§ **What is needed**
Copy nothing from the entries below except the lines from the one containing "Expected behaviour: for every instance of the sky" through the one containing "Expected behaviour: for every instance of the palm frond", and copy those exactly.

§ **The data**
>>

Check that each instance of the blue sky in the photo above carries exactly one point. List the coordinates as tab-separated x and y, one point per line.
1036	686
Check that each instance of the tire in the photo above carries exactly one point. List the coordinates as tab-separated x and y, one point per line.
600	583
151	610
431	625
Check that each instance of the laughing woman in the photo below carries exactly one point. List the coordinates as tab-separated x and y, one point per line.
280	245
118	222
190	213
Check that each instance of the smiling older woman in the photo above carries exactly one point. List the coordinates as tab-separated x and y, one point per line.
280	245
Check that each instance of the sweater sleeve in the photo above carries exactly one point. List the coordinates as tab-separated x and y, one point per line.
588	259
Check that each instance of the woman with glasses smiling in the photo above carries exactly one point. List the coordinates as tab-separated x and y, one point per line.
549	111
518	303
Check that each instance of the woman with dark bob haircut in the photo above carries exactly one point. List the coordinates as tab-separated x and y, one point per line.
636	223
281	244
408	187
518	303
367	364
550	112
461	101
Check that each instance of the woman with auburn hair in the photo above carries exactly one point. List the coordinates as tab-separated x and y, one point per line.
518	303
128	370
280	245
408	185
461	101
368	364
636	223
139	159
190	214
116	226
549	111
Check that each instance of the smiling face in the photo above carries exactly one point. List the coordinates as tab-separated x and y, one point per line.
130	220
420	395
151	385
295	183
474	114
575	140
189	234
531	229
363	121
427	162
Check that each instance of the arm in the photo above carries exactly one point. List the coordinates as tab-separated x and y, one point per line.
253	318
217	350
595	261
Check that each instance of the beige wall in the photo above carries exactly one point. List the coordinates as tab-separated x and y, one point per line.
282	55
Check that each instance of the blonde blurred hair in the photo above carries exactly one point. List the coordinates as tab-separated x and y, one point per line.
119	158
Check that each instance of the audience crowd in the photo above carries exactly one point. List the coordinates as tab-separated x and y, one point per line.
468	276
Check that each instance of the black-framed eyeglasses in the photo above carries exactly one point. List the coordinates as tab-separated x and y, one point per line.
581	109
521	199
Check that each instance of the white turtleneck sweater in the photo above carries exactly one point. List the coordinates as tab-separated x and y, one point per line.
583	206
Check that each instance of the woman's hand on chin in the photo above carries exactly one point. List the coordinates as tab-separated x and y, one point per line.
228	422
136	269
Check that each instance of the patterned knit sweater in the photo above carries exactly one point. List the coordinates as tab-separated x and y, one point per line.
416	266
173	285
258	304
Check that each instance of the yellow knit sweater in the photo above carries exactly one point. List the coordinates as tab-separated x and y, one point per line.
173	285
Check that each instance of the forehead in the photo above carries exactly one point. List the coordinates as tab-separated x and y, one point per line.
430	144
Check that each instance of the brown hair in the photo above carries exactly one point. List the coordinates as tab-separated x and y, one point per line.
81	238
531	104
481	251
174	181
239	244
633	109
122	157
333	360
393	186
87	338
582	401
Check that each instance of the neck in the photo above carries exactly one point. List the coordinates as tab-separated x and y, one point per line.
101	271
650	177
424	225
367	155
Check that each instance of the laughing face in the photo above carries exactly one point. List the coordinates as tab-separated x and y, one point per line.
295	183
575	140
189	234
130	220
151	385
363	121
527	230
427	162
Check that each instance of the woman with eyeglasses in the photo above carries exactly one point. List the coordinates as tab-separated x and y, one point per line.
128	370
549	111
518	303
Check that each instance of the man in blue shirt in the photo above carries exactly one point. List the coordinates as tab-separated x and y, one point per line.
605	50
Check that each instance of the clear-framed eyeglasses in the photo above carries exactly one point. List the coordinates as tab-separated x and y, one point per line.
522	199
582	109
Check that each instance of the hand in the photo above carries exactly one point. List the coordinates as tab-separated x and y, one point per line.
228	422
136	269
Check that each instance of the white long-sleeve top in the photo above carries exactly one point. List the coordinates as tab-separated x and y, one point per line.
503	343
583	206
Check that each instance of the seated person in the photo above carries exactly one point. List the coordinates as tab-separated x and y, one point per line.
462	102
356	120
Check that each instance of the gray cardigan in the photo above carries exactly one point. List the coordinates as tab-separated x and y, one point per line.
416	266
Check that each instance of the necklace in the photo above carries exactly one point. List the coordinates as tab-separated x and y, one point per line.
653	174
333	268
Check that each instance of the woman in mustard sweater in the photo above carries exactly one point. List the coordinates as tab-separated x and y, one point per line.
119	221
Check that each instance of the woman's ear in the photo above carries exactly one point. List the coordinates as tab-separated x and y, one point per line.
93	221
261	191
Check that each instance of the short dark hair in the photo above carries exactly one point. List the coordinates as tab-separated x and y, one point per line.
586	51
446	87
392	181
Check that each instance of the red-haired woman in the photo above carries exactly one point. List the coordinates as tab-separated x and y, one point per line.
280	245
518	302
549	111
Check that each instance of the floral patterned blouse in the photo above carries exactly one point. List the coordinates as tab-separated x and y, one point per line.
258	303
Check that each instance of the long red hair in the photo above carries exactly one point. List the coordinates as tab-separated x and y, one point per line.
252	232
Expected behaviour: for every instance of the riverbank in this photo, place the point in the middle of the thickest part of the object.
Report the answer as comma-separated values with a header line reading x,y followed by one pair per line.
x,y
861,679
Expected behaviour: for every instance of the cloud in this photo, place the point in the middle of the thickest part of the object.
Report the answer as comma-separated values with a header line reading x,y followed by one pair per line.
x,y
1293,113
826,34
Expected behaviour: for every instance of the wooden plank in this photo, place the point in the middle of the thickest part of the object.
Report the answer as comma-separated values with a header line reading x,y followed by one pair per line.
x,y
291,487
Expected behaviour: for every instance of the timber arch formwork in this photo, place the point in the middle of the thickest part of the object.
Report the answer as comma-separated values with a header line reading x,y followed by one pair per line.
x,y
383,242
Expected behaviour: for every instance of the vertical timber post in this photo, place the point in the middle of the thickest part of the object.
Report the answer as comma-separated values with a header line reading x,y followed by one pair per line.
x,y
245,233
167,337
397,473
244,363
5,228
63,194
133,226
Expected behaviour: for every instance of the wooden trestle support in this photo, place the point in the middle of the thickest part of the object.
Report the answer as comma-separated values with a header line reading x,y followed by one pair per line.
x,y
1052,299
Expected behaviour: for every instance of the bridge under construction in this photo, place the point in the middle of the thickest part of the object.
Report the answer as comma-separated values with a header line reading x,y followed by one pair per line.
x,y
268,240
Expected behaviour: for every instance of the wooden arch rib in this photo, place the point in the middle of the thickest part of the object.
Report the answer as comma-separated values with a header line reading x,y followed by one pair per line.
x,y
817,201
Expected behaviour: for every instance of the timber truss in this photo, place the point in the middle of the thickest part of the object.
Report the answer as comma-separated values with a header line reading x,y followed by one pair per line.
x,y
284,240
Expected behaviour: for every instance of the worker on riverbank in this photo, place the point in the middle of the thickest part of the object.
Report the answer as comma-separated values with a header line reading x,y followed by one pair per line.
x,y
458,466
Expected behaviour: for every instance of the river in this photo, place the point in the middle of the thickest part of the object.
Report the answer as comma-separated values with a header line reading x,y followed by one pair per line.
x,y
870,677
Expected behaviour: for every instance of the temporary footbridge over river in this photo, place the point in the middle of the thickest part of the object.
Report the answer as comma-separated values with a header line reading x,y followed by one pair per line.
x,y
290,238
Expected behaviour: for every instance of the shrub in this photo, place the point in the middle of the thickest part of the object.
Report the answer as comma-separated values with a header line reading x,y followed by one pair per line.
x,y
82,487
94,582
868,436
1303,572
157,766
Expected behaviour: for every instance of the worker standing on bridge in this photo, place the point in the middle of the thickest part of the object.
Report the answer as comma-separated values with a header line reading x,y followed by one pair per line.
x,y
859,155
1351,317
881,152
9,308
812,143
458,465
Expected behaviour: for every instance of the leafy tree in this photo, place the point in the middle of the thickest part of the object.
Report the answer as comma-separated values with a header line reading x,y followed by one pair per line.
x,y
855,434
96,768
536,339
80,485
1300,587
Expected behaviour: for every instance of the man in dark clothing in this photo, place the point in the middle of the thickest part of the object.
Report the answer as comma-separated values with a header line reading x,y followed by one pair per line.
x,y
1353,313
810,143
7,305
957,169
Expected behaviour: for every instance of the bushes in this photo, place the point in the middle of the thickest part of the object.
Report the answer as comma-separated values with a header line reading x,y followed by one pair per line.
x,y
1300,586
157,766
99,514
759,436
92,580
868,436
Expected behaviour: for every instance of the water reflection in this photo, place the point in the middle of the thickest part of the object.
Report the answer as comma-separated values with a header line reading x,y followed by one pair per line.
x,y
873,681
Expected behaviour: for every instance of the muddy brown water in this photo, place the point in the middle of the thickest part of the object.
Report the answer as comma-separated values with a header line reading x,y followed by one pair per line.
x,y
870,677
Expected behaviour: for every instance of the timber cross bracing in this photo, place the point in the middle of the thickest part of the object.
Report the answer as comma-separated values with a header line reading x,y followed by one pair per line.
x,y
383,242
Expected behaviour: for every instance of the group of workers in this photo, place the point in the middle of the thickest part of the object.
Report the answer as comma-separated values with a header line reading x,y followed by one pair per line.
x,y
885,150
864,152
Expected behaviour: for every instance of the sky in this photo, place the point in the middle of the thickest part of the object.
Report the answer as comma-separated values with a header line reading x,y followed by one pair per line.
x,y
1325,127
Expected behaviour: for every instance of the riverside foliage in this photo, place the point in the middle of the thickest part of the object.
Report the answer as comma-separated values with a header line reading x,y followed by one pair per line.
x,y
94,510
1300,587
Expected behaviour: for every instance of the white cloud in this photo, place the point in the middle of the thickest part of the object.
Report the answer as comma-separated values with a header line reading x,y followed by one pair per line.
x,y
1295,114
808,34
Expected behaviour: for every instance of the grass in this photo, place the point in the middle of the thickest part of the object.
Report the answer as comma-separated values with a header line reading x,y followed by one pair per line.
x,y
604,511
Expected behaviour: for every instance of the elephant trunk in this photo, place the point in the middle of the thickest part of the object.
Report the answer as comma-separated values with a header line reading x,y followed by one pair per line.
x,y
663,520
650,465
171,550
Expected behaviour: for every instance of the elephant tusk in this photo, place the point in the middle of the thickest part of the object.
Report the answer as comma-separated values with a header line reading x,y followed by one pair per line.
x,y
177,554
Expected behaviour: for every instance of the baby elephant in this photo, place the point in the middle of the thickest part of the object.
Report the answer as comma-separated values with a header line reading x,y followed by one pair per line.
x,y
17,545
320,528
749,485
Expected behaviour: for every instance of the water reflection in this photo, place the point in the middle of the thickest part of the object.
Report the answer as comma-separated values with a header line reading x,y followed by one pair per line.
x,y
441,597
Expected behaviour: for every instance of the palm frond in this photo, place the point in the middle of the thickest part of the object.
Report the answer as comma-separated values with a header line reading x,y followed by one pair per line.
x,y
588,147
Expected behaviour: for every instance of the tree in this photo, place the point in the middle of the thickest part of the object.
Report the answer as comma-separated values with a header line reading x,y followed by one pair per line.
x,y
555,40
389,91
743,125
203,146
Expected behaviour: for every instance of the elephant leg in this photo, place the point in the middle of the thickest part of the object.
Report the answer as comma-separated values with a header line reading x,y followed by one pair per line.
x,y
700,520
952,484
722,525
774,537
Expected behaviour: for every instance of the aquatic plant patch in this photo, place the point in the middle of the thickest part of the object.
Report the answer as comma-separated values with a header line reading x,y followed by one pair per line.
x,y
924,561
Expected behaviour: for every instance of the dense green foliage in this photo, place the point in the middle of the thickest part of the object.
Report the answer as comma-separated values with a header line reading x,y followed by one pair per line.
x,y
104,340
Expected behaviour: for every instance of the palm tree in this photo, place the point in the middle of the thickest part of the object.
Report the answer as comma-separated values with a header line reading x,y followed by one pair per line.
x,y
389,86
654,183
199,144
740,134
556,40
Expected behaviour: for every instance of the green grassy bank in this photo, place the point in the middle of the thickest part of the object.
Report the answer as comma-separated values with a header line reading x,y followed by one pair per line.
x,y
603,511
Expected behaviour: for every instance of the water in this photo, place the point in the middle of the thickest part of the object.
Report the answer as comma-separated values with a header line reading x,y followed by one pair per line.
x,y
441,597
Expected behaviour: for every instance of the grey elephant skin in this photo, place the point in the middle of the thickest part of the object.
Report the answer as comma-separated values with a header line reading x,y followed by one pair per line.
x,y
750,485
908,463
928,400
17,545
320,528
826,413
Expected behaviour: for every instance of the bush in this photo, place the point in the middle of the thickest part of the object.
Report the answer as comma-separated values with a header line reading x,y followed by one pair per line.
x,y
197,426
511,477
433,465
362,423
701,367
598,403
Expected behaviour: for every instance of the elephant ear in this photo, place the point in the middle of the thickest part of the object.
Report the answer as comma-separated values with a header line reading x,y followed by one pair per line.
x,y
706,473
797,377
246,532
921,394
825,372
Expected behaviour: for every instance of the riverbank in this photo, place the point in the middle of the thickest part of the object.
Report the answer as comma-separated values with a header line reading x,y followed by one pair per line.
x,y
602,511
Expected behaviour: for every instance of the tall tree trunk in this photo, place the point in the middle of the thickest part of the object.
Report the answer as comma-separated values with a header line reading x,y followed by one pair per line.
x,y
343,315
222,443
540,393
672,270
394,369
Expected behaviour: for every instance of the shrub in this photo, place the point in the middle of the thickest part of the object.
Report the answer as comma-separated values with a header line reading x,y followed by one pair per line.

<<

§ **Written reply**
Expected behaviour: for every instance of the sky in this photo, place the point in the middle of the thickest part of the object.
Report the answer as comma-separated values with a header line reading x,y followed by one pair per line.
x,y
1325,127
Expected behaviour: for every instance of the riverside foliage in this photo, place the point in the middle of the thickest part of the object.
Report the answer as comma-separated values with a header line reading x,y followed by one pair per line.
x,y
94,510
1300,587
Expected behaviour: for every instance of the white cloud in this photo, place the point in the middle of the thickest part of the object.
Report the answer as comma-separated values with a header line reading x,y followed by one pair per line.
x,y
1295,114
808,34
Expected behaviour: for every instance of the grass in this photo, place the point in the middle of the thickest part of the object.
Report the answer as comma-separated values with a header line reading x,y followed by one pair per line.
x,y
604,511
Expected behaviour: for every instance of the elephant trunk in this photo, place the point in the middle of the thickest part of the object.
Report the answer as comma-separated values with a header line reading x,y followed by one pair per line.
x,y
663,520
650,465
171,550
Expected behaviour: for every instance of the elephant tusk in this photo, place the point in the middle of the thickest part of the object.
Report the answer as comma-separated values with a header line reading x,y followed by one pair per line.
x,y
177,554
Expected behaviour: for every instance of the baby elephant in this photo, place the point in the middle of the thickest part of the object.
Report the answer as comma-separated values with a header line reading x,y followed by one pair per line.
x,y
17,545
320,528
749,485
Expected behaviour: for every instance of the water reflection in this photo, place the point in the middle of the thickest part of the object.
Report the answer as comma-separated values with a header line reading x,y followed by one pair per line.
x,y
441,597
Expected behaviour: for every instance of the palm frond in this photo, place the point in the middle of the thickest part of the object.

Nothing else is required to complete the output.